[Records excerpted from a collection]

________

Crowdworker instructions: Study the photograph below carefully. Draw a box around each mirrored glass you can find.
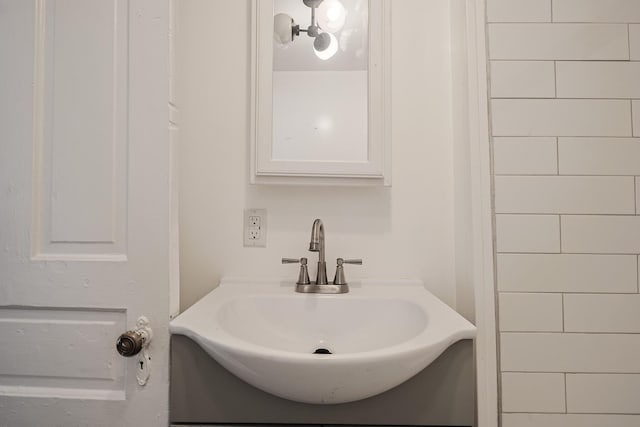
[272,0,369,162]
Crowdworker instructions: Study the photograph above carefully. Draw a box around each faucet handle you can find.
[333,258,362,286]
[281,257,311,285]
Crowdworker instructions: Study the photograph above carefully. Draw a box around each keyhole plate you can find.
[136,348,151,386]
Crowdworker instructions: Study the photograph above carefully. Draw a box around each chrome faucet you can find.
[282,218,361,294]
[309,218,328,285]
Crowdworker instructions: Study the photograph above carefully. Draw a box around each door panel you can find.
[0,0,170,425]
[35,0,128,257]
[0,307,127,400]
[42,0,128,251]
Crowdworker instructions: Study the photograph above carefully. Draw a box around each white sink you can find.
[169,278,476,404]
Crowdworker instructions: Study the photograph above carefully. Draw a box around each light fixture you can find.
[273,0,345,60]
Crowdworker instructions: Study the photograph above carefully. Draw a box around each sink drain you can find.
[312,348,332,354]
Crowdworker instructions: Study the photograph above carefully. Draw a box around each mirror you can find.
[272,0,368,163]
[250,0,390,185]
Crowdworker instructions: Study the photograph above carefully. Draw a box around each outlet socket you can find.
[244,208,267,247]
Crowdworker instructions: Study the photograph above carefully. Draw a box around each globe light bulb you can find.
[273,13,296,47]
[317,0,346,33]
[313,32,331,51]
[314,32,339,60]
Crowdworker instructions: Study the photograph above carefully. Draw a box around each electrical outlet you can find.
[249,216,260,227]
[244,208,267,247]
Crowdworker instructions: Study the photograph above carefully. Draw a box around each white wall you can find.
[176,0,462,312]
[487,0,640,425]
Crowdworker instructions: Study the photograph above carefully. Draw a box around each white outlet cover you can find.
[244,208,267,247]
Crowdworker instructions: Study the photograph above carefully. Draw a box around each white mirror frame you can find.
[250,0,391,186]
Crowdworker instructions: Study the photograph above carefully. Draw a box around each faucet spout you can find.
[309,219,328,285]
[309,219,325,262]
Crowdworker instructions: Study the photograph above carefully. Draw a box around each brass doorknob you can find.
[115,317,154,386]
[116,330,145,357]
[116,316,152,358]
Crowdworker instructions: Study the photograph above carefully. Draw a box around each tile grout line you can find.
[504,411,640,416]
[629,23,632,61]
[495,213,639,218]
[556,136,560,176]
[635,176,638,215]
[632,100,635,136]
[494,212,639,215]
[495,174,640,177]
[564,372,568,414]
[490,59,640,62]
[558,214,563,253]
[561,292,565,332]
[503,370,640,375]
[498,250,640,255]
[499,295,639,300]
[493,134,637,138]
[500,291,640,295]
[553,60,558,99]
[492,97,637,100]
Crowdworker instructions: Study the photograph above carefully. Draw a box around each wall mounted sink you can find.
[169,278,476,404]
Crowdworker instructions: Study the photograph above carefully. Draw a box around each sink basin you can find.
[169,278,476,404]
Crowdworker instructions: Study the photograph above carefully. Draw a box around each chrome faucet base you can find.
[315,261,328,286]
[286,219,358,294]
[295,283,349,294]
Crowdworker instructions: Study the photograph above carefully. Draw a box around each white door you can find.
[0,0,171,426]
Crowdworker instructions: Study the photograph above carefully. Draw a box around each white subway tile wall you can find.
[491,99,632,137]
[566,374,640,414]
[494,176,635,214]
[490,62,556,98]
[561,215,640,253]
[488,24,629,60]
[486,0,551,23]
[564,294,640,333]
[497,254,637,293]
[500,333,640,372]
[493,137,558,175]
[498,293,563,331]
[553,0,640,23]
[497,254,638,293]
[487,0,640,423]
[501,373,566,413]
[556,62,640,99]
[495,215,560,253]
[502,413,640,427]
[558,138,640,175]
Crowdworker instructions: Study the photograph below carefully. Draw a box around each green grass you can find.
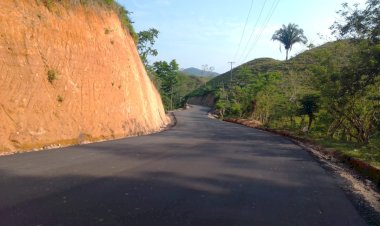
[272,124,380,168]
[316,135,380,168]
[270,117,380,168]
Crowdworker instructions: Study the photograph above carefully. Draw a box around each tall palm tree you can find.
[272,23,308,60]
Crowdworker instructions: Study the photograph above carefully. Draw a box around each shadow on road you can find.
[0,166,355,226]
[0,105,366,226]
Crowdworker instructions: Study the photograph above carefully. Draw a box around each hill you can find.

________

> **Your goal**:
Would you repeat the entries exactly, but with no pictures?

> **Answer section**:
Crowdworker instructions: Study the photograph below carefully. Draw a box around each mirrored glass you can find.
[272,0,369,162]
Crowdworker instructions: Study the photograph above carefully. Draw a box around each faucet handle you can find.
[333,258,362,286]
[281,257,311,285]
Crowdworker instructions: Study the photograph above carefully. Draw a box around each keyhole plate you can find.
[136,348,151,386]
Crowdworker instructions: Study the photograph above carefully. Draw a box around each chrome faucet you can find.
[282,218,361,294]
[309,218,328,285]
Crowdworker instructions: Study the photograph above carefully. Draw a box around each door panel you can find.
[0,0,170,425]
[35,0,128,257]
[0,307,127,400]
[42,0,128,251]
Crowdworker instructions: Study the photograph above carefully. Draw a box around each white sink you can find.
[169,278,476,404]
Crowdworker instructions: Study the photograph above carefully. Draw a box around each light fixture you can find.
[273,0,345,60]
Crowdworker instructions: Study the photograph above carefully. Draw a box around each sink drain you can find.
[312,348,332,354]
Crowdworker instructions: Study the photograph above carefully. Draw a box around each mirror you can find.
[272,0,368,163]
[250,0,390,185]
Crowdworker instructions: Study the photograph above carefully. Draw a box around each outlet socket you can find.
[244,208,267,247]
Crowdworker instructions: Study the photograph above carefully. Draw a box around each globe light bulb you can find.
[273,13,296,47]
[317,0,346,33]
[313,32,331,51]
[314,32,339,60]
Crowdworker instructions: Study the photograph above carefully. Draw a box around each electrical outlet you can find.
[249,216,260,227]
[244,208,267,247]
Crowdworker instructions: Study the photograph above carefully. Draw a box around each white wall you can find.
[176,0,462,312]
[487,0,640,425]
Crowdworker instructions: Study the photograph above carefully. Draw a box around each white outlet cover you can find.
[244,208,267,247]
Crowdworker instructions: Study the photograph above carefully. Draw a box around each white mirror frame you can find.
[250,0,391,186]
Crowdworker instructions: Study the photograph above carefully. Draw a box around each faucet spout you can find.
[309,219,328,285]
[309,219,325,262]
Crowdworker instructions: Study the photograph above carefully. Draw a box around each brass doorknob you can find.
[115,317,154,386]
[116,330,145,357]
[116,316,152,358]
Crowdworker instructions: Study the photograph above carefully. Draw a box around each tile grout line you can find.
[504,411,640,416]
[629,23,632,61]
[495,213,639,218]
[556,136,560,176]
[635,176,638,215]
[632,100,635,136]
[494,212,639,215]
[495,174,640,177]
[564,372,568,414]
[490,59,640,62]
[558,214,563,253]
[561,292,565,332]
[503,370,640,375]
[498,250,640,255]
[499,295,639,300]
[493,134,637,138]
[500,291,640,295]
[553,60,558,99]
[492,97,637,100]
Crowdworker instructions: Study the photograph above carefully. Draw a box around each wall mounted sink you can find.
[169,278,476,404]
Crowdworker instructions: Study the photograph above carefully. Draw a box around each sink basin you can find.
[169,278,476,404]
Crowdworker instructions: Study the photograph above carefully. Draw a box around each chrome faucet base you can find.
[315,261,328,286]
[286,219,358,294]
[295,283,349,294]
Crowdworker instructions: Study the photograph above carefully. Draw a box around each white door you can find.
[0,0,171,426]
Crowdworker instructions: Study the photograph above carefully. Draw a box around each white subway tile wall you can find.
[491,99,632,137]
[566,374,640,414]
[494,176,635,214]
[490,62,556,98]
[561,215,640,253]
[488,24,629,60]
[486,0,551,23]
[564,294,640,333]
[497,254,637,293]
[500,333,640,372]
[493,137,558,175]
[498,293,563,331]
[553,0,640,23]
[497,254,638,293]
[487,0,640,423]
[501,373,566,413]
[556,62,640,99]
[495,215,560,253]
[502,413,640,427]
[558,138,640,175]
Crowdworker instructions: Study the photograph below carefully. Draw a box around each green grass you can find.
[272,124,380,168]
[316,135,380,168]
[270,117,380,168]
Crowdworker instructions: Study the photograph above carefully. Draw a box around each tall palm tree you can find.
[272,23,308,60]
Crowdworker instructions: Study the photograph above carefully. Draw a box around each shadow on road you can find.
[0,166,355,226]
[0,105,366,226]
Crowdworker instructions: Study the photograph above carefully. Draw a box around each hill you can find.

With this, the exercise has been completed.